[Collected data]
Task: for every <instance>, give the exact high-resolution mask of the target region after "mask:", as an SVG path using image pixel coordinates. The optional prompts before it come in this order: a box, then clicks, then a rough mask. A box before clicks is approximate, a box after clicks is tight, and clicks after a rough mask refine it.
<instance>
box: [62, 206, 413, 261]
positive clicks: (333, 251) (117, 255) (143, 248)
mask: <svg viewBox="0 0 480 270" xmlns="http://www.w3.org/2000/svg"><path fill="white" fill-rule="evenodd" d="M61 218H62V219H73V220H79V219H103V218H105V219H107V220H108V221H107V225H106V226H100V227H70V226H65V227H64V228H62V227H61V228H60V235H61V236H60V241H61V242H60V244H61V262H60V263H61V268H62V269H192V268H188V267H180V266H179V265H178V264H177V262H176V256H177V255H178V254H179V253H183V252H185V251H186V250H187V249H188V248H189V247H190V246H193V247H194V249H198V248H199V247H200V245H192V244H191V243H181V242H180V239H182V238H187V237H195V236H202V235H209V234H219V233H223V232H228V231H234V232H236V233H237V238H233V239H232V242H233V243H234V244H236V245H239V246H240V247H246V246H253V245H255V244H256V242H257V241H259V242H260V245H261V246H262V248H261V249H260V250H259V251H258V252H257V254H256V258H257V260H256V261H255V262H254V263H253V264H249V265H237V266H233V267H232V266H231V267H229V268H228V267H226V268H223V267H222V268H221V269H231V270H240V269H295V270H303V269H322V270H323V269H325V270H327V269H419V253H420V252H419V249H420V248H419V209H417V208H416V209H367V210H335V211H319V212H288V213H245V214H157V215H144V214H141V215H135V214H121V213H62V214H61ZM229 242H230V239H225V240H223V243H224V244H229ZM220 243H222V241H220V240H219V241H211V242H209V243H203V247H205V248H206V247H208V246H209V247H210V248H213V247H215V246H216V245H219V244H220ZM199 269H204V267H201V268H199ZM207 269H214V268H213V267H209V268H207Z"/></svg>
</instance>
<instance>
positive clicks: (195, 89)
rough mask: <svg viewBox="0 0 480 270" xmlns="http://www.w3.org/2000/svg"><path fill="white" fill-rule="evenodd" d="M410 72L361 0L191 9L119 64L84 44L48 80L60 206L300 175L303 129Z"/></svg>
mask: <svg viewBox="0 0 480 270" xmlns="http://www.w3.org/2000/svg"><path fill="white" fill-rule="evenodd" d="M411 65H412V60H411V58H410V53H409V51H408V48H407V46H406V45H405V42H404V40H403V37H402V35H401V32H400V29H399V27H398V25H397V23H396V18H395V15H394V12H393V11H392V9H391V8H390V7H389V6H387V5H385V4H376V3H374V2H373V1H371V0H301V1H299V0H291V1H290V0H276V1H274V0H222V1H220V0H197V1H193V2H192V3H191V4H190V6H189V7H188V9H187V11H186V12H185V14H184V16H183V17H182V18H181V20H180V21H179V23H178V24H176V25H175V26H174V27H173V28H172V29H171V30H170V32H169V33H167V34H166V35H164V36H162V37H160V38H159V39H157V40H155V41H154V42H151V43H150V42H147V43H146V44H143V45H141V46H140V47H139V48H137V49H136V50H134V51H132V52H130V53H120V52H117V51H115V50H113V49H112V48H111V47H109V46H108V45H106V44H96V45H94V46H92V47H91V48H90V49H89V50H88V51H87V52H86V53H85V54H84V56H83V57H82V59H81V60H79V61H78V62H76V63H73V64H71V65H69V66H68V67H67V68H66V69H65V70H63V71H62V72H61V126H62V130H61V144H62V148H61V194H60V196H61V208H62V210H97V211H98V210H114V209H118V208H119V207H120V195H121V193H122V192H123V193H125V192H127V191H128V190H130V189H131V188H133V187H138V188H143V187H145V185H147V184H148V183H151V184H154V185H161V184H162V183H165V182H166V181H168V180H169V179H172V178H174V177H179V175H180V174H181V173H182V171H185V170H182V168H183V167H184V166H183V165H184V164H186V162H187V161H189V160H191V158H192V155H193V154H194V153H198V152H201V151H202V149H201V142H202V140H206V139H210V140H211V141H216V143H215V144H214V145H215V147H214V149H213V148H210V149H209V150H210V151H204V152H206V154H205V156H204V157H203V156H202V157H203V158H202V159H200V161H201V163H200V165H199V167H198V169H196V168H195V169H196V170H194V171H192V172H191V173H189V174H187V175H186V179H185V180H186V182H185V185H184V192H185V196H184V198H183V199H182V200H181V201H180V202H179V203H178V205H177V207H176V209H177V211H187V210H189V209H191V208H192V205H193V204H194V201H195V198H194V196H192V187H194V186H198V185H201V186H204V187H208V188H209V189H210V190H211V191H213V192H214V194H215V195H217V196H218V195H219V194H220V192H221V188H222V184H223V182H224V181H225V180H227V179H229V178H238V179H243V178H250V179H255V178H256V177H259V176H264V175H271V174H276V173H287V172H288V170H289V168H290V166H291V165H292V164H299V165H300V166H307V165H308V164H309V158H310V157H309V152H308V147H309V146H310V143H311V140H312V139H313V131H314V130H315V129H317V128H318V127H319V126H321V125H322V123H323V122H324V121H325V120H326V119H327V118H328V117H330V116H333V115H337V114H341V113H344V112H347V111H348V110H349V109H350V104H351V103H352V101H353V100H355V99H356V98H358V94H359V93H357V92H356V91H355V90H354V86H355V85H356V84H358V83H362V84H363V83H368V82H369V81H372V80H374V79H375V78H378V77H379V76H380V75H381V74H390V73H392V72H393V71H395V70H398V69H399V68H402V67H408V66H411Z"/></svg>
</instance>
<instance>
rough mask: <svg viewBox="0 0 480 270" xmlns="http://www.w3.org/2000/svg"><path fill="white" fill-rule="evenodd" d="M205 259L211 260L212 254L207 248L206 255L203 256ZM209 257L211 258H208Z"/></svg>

==

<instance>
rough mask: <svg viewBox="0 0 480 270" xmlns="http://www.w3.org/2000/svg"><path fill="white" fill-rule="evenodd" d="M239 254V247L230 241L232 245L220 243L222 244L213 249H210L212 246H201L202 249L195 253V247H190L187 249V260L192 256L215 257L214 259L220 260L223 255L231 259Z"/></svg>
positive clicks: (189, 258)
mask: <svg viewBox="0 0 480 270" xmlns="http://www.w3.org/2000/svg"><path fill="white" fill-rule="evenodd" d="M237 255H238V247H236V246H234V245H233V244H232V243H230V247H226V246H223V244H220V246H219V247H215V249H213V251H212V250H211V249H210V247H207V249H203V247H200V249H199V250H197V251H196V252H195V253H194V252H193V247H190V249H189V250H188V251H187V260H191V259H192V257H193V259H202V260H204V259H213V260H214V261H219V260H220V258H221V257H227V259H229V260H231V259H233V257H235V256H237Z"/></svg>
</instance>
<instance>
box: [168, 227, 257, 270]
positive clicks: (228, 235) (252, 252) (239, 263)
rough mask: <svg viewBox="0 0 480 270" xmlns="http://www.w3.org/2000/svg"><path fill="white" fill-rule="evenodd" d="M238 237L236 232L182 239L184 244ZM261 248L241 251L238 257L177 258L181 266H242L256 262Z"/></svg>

• WHAT YOU NEED TO DO
Format the lines from the one containing "Task: for every" through the one containing "positive clicks: (333, 251)" as a numbered list, omitting any blank lines.

• WRITTEN SOLUTION
1. Task: for every <instance>, give the exact high-resolution mask of the target region after "mask:", as an SVG path using image pixel coordinates. The optional prompts before it come in this order: a box, then clicks, then a rough mask. A box before clicks is approximate, a box after clicks is tight, and clicks after a rough mask refine it.
2. <instance>
3. box: [62, 206, 413, 261]
4. positive clicks: (333, 251) (117, 255) (143, 248)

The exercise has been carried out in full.